Your task ::
Leaving every image behind, reproduce the records word for word.

Data records ::
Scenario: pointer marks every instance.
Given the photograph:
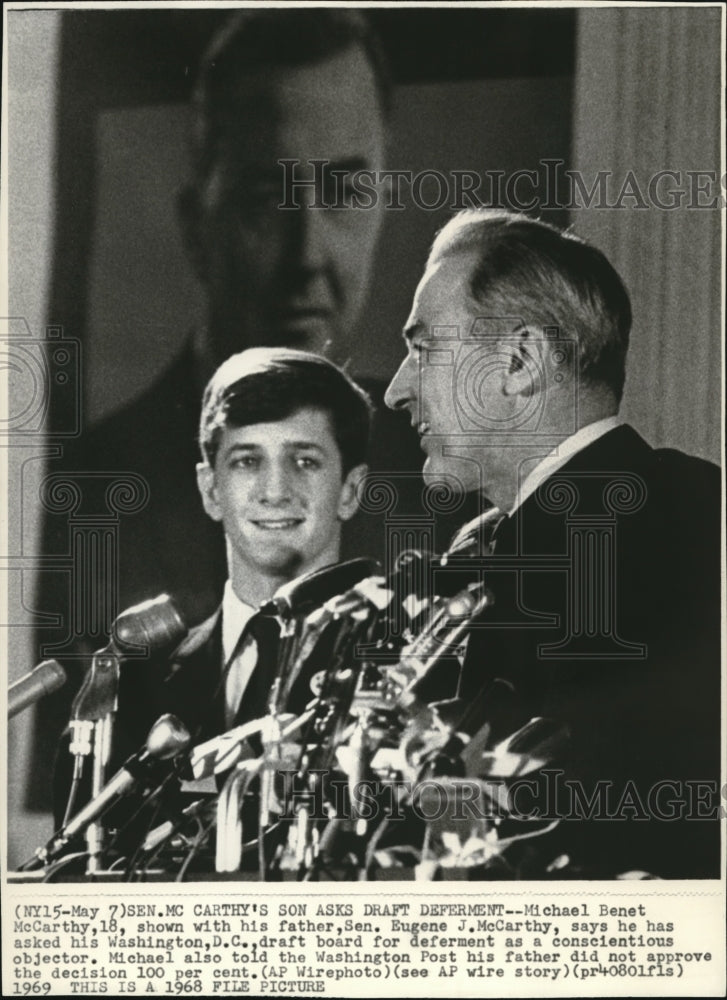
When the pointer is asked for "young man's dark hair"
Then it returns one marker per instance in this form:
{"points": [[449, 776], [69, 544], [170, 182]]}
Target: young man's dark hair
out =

Answer box ::
Scenario: pointer marks every instance.
Given the photograph:
When the pointer is asked for "young man's dark hair"
Then it returns one marker per instance in this form:
{"points": [[449, 776], [69, 544], [170, 182]]}
Target: young man's dark hair
out =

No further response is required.